▶ WHAT IS BEING ASKED
Pictures do not belong in the copy; retype the records below exactly.
-- THE DATA follows --
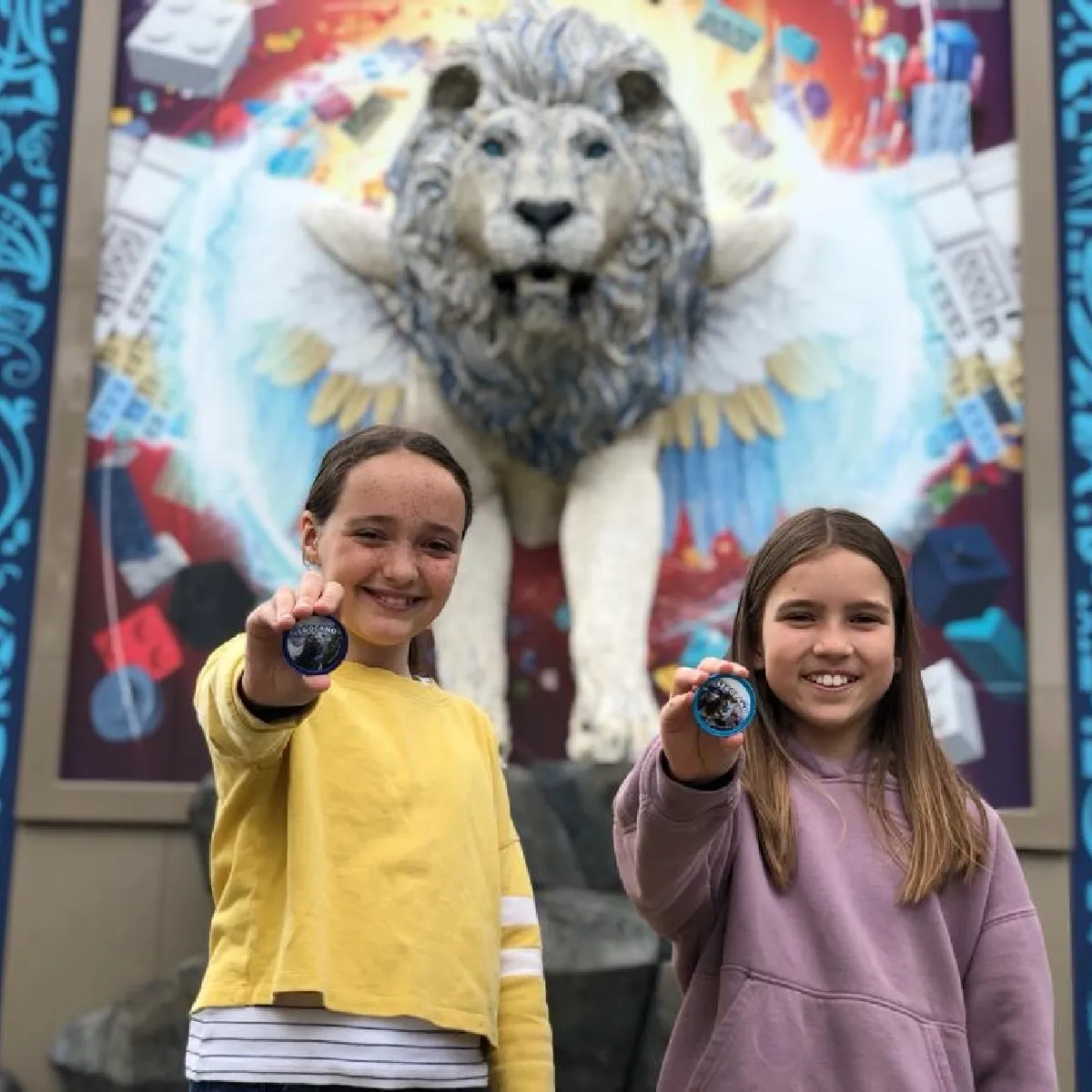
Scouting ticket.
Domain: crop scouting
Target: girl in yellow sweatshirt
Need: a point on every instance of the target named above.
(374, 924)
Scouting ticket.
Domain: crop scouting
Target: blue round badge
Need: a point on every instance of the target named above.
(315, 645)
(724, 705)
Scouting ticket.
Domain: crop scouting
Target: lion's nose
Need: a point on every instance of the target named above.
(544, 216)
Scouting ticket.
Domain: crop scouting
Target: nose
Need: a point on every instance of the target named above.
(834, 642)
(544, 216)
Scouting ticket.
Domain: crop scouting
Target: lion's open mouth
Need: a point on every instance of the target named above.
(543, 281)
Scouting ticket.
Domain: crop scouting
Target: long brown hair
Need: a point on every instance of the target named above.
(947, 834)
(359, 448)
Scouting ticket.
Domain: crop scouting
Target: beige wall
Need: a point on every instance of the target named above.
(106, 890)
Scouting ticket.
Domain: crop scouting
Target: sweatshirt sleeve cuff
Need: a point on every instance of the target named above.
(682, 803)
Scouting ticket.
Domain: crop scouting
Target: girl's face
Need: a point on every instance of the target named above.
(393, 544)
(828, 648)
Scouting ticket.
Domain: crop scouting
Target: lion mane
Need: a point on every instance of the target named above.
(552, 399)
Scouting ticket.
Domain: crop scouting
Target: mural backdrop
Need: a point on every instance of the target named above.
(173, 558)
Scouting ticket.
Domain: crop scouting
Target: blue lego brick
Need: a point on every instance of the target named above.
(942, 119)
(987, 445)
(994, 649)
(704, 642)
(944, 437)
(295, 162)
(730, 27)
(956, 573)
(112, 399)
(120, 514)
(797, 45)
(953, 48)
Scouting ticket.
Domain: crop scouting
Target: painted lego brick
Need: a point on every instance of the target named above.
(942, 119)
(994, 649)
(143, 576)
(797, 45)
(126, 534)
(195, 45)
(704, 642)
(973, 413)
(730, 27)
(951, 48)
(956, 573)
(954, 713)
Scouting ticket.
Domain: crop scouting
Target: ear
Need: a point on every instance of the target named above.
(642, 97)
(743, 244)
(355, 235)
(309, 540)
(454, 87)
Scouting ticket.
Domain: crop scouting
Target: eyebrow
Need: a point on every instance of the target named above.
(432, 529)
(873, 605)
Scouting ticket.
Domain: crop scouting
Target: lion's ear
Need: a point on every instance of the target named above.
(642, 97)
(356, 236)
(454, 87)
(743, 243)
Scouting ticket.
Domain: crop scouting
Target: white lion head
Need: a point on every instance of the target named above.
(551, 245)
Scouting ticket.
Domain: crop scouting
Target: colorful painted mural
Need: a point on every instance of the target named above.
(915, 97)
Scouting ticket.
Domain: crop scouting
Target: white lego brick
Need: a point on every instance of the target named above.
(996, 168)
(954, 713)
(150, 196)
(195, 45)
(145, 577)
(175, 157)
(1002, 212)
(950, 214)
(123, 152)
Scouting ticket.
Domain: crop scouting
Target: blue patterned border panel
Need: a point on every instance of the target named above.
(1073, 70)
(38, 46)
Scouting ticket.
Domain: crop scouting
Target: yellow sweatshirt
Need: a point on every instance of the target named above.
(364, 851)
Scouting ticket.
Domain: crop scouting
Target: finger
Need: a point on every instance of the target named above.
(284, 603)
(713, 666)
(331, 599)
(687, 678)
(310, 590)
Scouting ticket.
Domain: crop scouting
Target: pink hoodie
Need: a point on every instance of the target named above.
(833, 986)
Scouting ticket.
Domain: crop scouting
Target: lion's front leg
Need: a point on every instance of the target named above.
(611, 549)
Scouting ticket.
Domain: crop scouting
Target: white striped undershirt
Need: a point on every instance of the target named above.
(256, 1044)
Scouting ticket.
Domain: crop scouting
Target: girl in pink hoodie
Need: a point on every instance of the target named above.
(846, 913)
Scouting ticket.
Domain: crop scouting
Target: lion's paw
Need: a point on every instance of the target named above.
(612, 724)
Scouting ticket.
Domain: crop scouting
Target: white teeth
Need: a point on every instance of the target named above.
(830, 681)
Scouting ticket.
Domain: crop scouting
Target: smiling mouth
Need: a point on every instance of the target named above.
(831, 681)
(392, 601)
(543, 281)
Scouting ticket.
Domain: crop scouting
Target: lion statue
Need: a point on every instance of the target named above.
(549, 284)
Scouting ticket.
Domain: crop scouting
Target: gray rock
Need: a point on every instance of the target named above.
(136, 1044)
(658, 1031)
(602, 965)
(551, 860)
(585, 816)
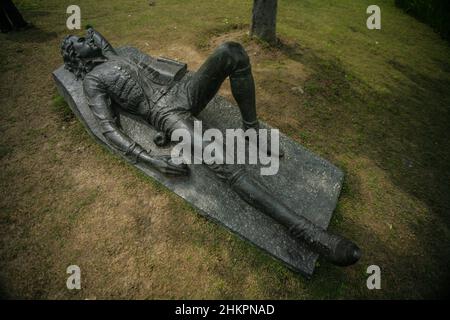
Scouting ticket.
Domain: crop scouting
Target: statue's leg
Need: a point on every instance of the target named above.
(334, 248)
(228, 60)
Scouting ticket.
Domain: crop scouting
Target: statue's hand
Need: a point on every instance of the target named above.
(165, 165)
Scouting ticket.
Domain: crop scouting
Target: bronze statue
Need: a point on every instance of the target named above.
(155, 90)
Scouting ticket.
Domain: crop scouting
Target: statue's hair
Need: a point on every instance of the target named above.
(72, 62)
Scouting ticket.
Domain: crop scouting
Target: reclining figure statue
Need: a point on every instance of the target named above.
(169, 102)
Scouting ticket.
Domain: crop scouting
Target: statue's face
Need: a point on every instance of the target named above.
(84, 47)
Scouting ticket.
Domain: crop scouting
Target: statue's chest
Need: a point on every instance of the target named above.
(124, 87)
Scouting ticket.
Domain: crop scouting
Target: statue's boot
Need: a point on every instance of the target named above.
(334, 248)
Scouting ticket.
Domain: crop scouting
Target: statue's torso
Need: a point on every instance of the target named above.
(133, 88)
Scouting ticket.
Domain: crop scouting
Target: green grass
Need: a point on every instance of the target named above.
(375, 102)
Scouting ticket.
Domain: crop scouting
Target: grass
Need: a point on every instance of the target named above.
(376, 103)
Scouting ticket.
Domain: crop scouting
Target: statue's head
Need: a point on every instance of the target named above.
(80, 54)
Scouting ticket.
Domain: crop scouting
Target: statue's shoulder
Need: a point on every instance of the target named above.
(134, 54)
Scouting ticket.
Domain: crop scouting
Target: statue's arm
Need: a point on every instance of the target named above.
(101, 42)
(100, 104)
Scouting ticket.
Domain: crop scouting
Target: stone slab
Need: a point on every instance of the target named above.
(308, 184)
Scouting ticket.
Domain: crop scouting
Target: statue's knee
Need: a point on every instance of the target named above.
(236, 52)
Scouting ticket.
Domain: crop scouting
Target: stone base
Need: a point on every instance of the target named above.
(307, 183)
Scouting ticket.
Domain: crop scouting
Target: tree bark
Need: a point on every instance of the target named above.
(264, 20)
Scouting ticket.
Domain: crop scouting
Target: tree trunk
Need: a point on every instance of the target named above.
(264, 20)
-- THE DATA concluded --
▶ FINISHED EXERCISE
Scouting ticket.
Domain: crop scouting
Target: girl in yellow sweatshirt
Need: a point on every instance of the target named above.
(374, 924)
Scouting ticket.
Domain: crop scouting
Target: blue round badge
Need: a point on every instance of the target named above.
(315, 645)
(724, 705)
Scouting ticket.
Domain: crop scouting
Target: lion's nose
Need: a point on every instance of the target named above.
(544, 216)
Scouting ticket.
Domain: crop scouting
Target: nose
Need: a point on every instance of the target named above.
(834, 642)
(544, 216)
Scouting ticket.
Domain: crop scouting
Target: lion's open mouth
Need: a point on every instance of the target named above.
(543, 281)
Scouting ticket.
Domain: crop scouting
Target: long brown hair
Need: a point on every instance of the target named above.
(947, 834)
(359, 448)
Scouting ticket.
Domain: crop scouting
Target: beige wall
Need: a point on every instance of the target named above.
(106, 890)
Scouting ticket.
Domain: crop scouting
Target: sweatshirt sleeve cuff
Need: a point on every instance of the target named above.
(682, 803)
Scouting ticket.
Domain: crop scouting
Target: girl's face
Need: a point on every instance of the target named above.
(393, 544)
(828, 648)
Scouting ticket.
Domain: crop scouting
Target: lion mane
Need: a point on every instance of the target named above.
(552, 399)
Scouting ticket.
Domain: crop scouting
Target: mural backdrop
Need: a point on every instance of the target named above.
(173, 558)
Scouting ticket.
Domain: crop scouting
Target: blue lego brick
Need: a point on every instance of the target named above.
(942, 119)
(987, 445)
(994, 649)
(704, 642)
(944, 437)
(295, 162)
(730, 27)
(956, 573)
(112, 399)
(120, 514)
(797, 45)
(953, 48)
Scouting ticket.
Domain: crop scouting
Target: painted lego brick
Need: a point on every instance of the target named above.
(942, 119)
(994, 649)
(143, 576)
(797, 45)
(126, 534)
(195, 45)
(704, 642)
(973, 413)
(730, 27)
(951, 48)
(956, 573)
(954, 713)
Scouting ticket.
Domain: crop scouting
Target: ear
Need: a point on every instance of the target named above.
(642, 97)
(743, 244)
(355, 235)
(309, 540)
(454, 87)
Scouting ticket.
Domain: crop scouting
Target: eyebrow
Need: a point on every instance of the target named above.
(432, 529)
(873, 605)
Scouting ticket.
Domain: crop scouting
Target: lion's ear
Need: a point on every instance of the target named above.
(642, 97)
(356, 236)
(454, 87)
(743, 243)
Scouting ticket.
Domain: crop scouting
Target: white lion head
Need: a point on every instance of the target named above.
(551, 245)
Scouting ticket.
Domain: crop scouting
Target: colorful painted mural
Need: a point on every instance of the target named above.
(915, 97)
Scouting ticket.
Domain: crop scouting
Target: white lego brick
Need: a point on every instance of the target named above.
(996, 168)
(954, 713)
(150, 196)
(195, 45)
(145, 577)
(175, 157)
(1002, 212)
(950, 214)
(123, 152)
Scouting ticket.
Domain: crop scouting
Target: blue patterned border panel
Need: a point on every instance of the target named above.
(1073, 70)
(38, 46)
Scouting ticket.
Domain: crop scouting
Target: yellow sweatshirt
Need: a point on every instance of the target named above.
(364, 851)
Scouting ticket.
Domain: crop scouting
Target: finger
Need: a point on every instance of the target named above.
(284, 603)
(713, 666)
(331, 599)
(687, 678)
(310, 590)
Scouting ticket.
Domain: crop scouting
Target: pink hoodie
Need: a point on every instance of the target named above.
(833, 986)
Scouting ticket.
Domain: crop scouting
Target: lion's front leg
Need: a point on every instance of the target named above.
(611, 549)
Scouting ticket.
Domain: crop scouting
Target: white striped undershirt
Need: a point on every instance of the target named above.
(256, 1044)
Scouting ticket.
Domain: crop scouting
Target: girl in pink hoodie
Need: a point on every instance of the target named above.
(846, 913)
Scouting ticket.
Domain: crop scouting
Target: lion's paw
Need: a point on every instance of the target named above.
(612, 724)
Scouting ticket.
Domain: crop scouting
Target: white teeth
Need: a point on every instance of the target named above.
(830, 681)
Scouting ticket.
Domain: crop scouting
Target: smiling mouth
Need: a point on every instance of the target named above.
(831, 681)
(392, 601)
(543, 281)
Scouting ticket.
Domain: crop scouting
Target: lion statue
Need: a point on every instance of the target named above.
(549, 284)
Scouting ticket.
Domain: crop scouting
Target: gray rock
Need: a point on every instance of the target named above.
(136, 1044)
(658, 1031)
(602, 965)
(551, 860)
(585, 816)
Scouting ticket.
Domain: crop scouting
Target: statue's leg
Need: a point on every instance of the target named above.
(334, 248)
(228, 60)
Scouting ticket.
Domain: crop scouting
Target: statue's hand
Need: a point on every instance of the target named above.
(165, 165)
Scouting ticket.
Domain: crop scouting
Target: bronze statue
Need: a point on every instance of the target named above.
(155, 90)
Scouting ticket.
Domain: crop scouting
Target: statue's hair
Need: a point on every instance of the target named above.
(72, 62)
Scouting ticket.
Domain: crop scouting
Target: reclining figure statue
Need: a point on every instance of the target named above.
(169, 102)
Scouting ticket.
Domain: crop scouting
Target: statue's face
Need: a point on every instance of the target named above.
(84, 47)
Scouting ticket.
Domain: crop scouting
Target: statue's chest
Need: a point on every instance of the target named above.
(124, 87)
Scouting ticket.
Domain: crop scouting
Target: statue's boot
Need: a point on every instance of the target named above.
(334, 248)
Scouting ticket.
Domain: crop scouting
Target: statue's torso
Need: a point on every instance of the target named above.
(133, 88)
Scouting ticket.
Domain: crop scouting
Target: green grass
Need: a point on every instance of the target named above.
(375, 102)
Scouting ticket.
Domain: crop scouting
Target: grass
Need: a point on every instance of the target named above.
(376, 103)
Scouting ticket.
Domain: crop scouting
Target: statue's head
Need: a point on every instance of the target named above.
(80, 54)
Scouting ticket.
Domain: crop scouting
Target: statue's shoulder
Need: a point on every instance of the target named above.
(134, 54)
Scouting ticket.
Domain: crop scouting
Target: statue's arm
Need: a point on every instance of the target named above.
(101, 42)
(100, 104)
Scouting ticket.
Domain: crop scouting
Target: stone slab
Need: a point on every instance of the target named above.
(308, 184)
Scouting ticket.
Domain: crop scouting
Target: statue's knee
Need: a point on every instance of the target named above.
(236, 52)
Scouting ticket.
Domain: crop scouting
Target: stone base
Need: a point on every instance of the target named above.
(307, 183)
Scouting ticket.
Domain: crop scouting
Target: tree bark
Need: a point on every instance of the target named above.
(264, 20)
Scouting ticket.
Domain: crop scouting
Target: tree trunk
Need: a point on every instance of the target named above.
(264, 20)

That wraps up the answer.